Estratto scelto:
————————

Si trattava di linee filetiche a sé stanti che hanno convissuto per un certo periodo con i dinosauri e che, in alcuni casi, ne hanno condiviso la sorte. Ma la grande estinzione di fine Cretaceo, come ben sappiamo, ha spazzato via molti più gruppi di animali dei soli dinosauri. E forse anche la concorrenza diretta, in altri casi, li ha fatti scomparire: gli ittiosauri ad esempio si sono estinti ben prima e probabilmente proprio per essere entrati in conflitto diretto con plesiosauri e simili.

————————

Informazioni estratte:
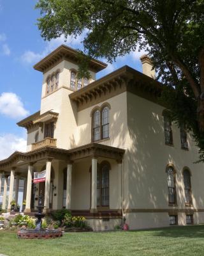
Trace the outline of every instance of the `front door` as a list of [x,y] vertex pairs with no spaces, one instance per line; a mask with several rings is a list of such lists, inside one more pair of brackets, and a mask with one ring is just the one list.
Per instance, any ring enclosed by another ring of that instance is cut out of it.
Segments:
[[39,183],[39,193],[38,196],[41,195],[42,196],[42,205],[44,205],[45,203],[45,182],[40,182]]

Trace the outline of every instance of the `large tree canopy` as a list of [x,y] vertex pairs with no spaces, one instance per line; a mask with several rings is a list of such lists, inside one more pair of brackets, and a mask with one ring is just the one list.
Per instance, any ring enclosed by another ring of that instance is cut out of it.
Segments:
[[36,8],[45,40],[85,32],[85,53],[109,62],[145,49],[166,86],[163,101],[203,159],[204,0],[38,0]]

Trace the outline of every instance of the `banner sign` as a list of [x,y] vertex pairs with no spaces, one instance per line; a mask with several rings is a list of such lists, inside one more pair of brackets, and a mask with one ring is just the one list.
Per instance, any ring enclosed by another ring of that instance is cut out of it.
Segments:
[[43,182],[45,181],[46,170],[41,172],[34,172],[33,183]]

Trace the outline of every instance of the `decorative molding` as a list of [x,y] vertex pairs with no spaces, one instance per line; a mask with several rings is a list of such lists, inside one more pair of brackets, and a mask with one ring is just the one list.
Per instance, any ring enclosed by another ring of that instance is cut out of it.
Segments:
[[[93,156],[107,159],[122,159],[125,150],[96,143],[87,144],[75,148],[66,150],[50,147],[44,147],[23,153],[16,151],[6,159],[0,161],[0,168],[4,172],[10,171],[15,166],[29,164],[31,162],[45,160],[48,157],[64,161],[92,157]],[[19,163],[20,162],[20,163]]]

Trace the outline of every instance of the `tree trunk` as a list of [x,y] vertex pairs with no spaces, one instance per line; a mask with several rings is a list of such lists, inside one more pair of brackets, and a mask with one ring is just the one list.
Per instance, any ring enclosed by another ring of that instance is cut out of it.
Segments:
[[203,133],[204,132],[204,99],[200,99],[198,101],[197,115],[199,131]]

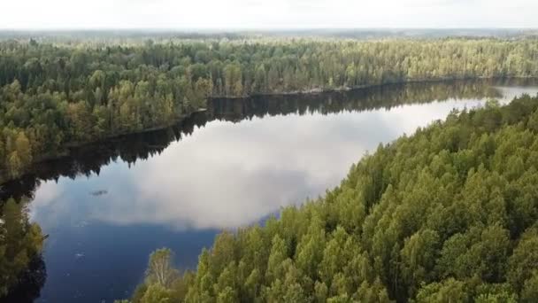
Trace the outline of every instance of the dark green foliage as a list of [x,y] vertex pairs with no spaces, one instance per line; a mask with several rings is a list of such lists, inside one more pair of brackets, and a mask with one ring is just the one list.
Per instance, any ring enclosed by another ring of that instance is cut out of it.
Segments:
[[[0,42],[0,180],[19,176],[31,163],[73,144],[169,125],[206,107],[210,97],[533,77],[538,76],[536,54],[538,43],[532,39],[145,43],[104,39],[54,44],[4,40]],[[503,119],[511,122],[519,114],[514,111]],[[483,128],[496,127],[491,124],[495,120],[483,119]],[[536,127],[535,120],[531,123]],[[379,198],[374,192],[365,192],[365,198]]]
[[181,300],[536,301],[537,117],[523,96],[380,146],[324,198],[219,236]]
[[[43,236],[39,225],[28,222],[27,203],[27,199],[17,202],[10,198],[0,204],[0,300],[17,287],[19,288],[17,290],[19,292],[32,291],[30,290],[35,285],[19,285],[21,281],[41,284],[37,285],[38,290],[44,283],[37,276],[44,275],[44,272],[30,272],[33,265],[37,267],[42,263],[39,258]],[[35,269],[44,271],[42,268]],[[20,294],[31,297],[30,293]]]

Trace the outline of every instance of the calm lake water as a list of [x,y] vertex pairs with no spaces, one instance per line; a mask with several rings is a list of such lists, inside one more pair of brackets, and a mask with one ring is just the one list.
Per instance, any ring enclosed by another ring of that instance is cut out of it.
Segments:
[[223,229],[323,195],[380,143],[453,110],[538,86],[503,82],[391,85],[315,96],[213,100],[173,128],[73,150],[5,184],[33,198],[46,240],[39,302],[112,302],[167,246],[181,268]]

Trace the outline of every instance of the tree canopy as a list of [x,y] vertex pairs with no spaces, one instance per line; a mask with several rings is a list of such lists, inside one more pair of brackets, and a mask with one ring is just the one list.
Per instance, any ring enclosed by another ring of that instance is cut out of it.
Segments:
[[132,301],[534,302],[537,169],[538,97],[453,112]]
[[75,144],[168,126],[208,97],[534,77],[537,54],[534,39],[3,40],[0,176]]

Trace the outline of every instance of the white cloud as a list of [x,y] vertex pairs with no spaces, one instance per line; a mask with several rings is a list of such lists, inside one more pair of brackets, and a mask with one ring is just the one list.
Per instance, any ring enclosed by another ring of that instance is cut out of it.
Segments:
[[534,0],[2,0],[0,28],[538,27]]

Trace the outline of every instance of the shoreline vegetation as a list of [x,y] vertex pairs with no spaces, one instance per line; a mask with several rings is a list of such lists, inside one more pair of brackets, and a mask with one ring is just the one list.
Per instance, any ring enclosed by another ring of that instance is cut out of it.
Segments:
[[[513,80],[513,81],[517,81],[517,80],[536,80],[536,79],[538,79],[538,78],[534,77],[534,76],[511,77],[511,78],[475,77],[475,78],[447,78],[447,79],[434,79],[434,80],[421,79],[421,80],[412,80],[412,81],[407,81],[407,82],[387,82],[387,83],[383,83],[383,84],[367,84],[367,85],[361,85],[361,86],[356,86],[356,87],[341,87],[341,88],[334,88],[334,89],[308,89],[308,90],[289,91],[289,92],[260,93],[260,94],[252,94],[252,95],[244,96],[244,97],[209,97],[204,102],[205,102],[205,105],[207,105],[208,102],[211,102],[211,101],[216,100],[216,99],[246,100],[248,98],[264,97],[274,97],[311,96],[311,95],[319,95],[319,94],[327,94],[327,93],[337,93],[337,92],[347,92],[347,91],[353,91],[353,90],[367,89],[383,87],[383,86],[388,86],[388,85],[395,85],[395,84],[450,82],[454,82],[454,81],[476,81],[476,80],[504,80],[504,81]],[[45,161],[59,159],[69,156],[73,148],[80,148],[80,147],[83,147],[86,145],[95,144],[98,144],[101,142],[105,142],[107,140],[111,140],[114,138],[128,136],[128,135],[143,134],[143,133],[152,132],[152,131],[156,131],[156,130],[162,130],[162,129],[171,128],[174,125],[181,123],[185,119],[188,119],[188,117],[192,116],[193,114],[205,112],[205,111],[207,111],[207,108],[202,107],[202,108],[193,110],[192,113],[189,113],[188,114],[184,114],[181,117],[177,117],[174,120],[173,120],[172,121],[167,122],[166,124],[153,126],[153,127],[150,127],[150,128],[140,129],[140,130],[116,133],[116,134],[112,134],[112,135],[110,135],[107,136],[103,136],[103,137],[96,138],[94,140],[86,141],[86,142],[67,143],[65,144],[62,151],[58,151],[54,154],[42,155],[37,159],[34,159],[33,161],[27,166],[26,169],[19,172],[19,174],[17,175],[10,175],[6,171],[2,171],[0,169],[0,185],[3,185],[7,182],[10,182],[14,179],[24,176],[27,173],[27,171],[31,170],[32,167],[34,167],[35,165],[39,165],[40,163],[43,163]],[[3,178],[3,176],[4,176],[4,178]]]
[[117,302],[536,302],[538,97],[380,144],[324,197],[173,252]]
[[538,42],[525,38],[47,41],[0,42],[0,180],[80,143],[170,126],[211,97],[538,75]]

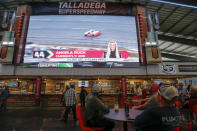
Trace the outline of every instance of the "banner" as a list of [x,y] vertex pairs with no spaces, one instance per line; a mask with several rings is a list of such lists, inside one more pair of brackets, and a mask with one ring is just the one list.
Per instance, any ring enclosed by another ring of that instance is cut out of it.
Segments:
[[42,83],[42,79],[41,78],[37,78],[36,79],[36,86],[35,86],[35,99],[40,99],[40,90],[41,90],[41,83]]
[[132,15],[132,5],[106,2],[32,3],[32,15]]

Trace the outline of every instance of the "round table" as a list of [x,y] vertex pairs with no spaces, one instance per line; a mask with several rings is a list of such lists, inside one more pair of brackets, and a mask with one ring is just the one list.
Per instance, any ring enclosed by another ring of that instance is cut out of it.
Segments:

————————

Compito 1: Secondo il brano sull'estinzione di fine Cretaceo, perché gli ittiosauri sono scomparsi ben prima? Rispondi in una, due o tre frasi.
Compito 2: Riprendi il brano sull'estinzione di fine Cretaceo subito dopo la sua ultima frase e portalo avanti.
Le voci non servono per svolgere i compiti.

Risultato 1: Gli ittiosauri si sono estinti ben prima della fine del Cretaceo probabilmente perché sono entrati in conflitto diretto con i plesiosauri e simili. Il brano attribuisce quindi la loro scomparsa alla concorrenza diretta e non alla grande estinzione.

Risultato 2:
So già a cosa state pensando adesso: e allora, tutti quei grandi rettili alati, lo pterodattilo, lo pteranodonte? Neppure loro erano dinosauri? Ebbene no, anche se si trattava effettivamente di rettili diapsidi e per di più vissuti nel periodo storico “giusto”. Presumibilmente non erano neanche lontanissimi a livello di parentela, ma non erano dinosauri neanche loro. Neppure il mastodontico Quetzalcoatlus, con i suoi maestosi 12 metri di apertura alare che lo resero il più grande essere vivente in grado di solcare i cieli e che ancora adesso smuove la nostra fantasia. Ma in questo caso il punto cruciale da tenere bene a mente è molto, molto semplice, ed è quello con cui abbiamo cominciato il nostro discorso: “grande rettile estinto” non significa automaticamente “dinosauro”.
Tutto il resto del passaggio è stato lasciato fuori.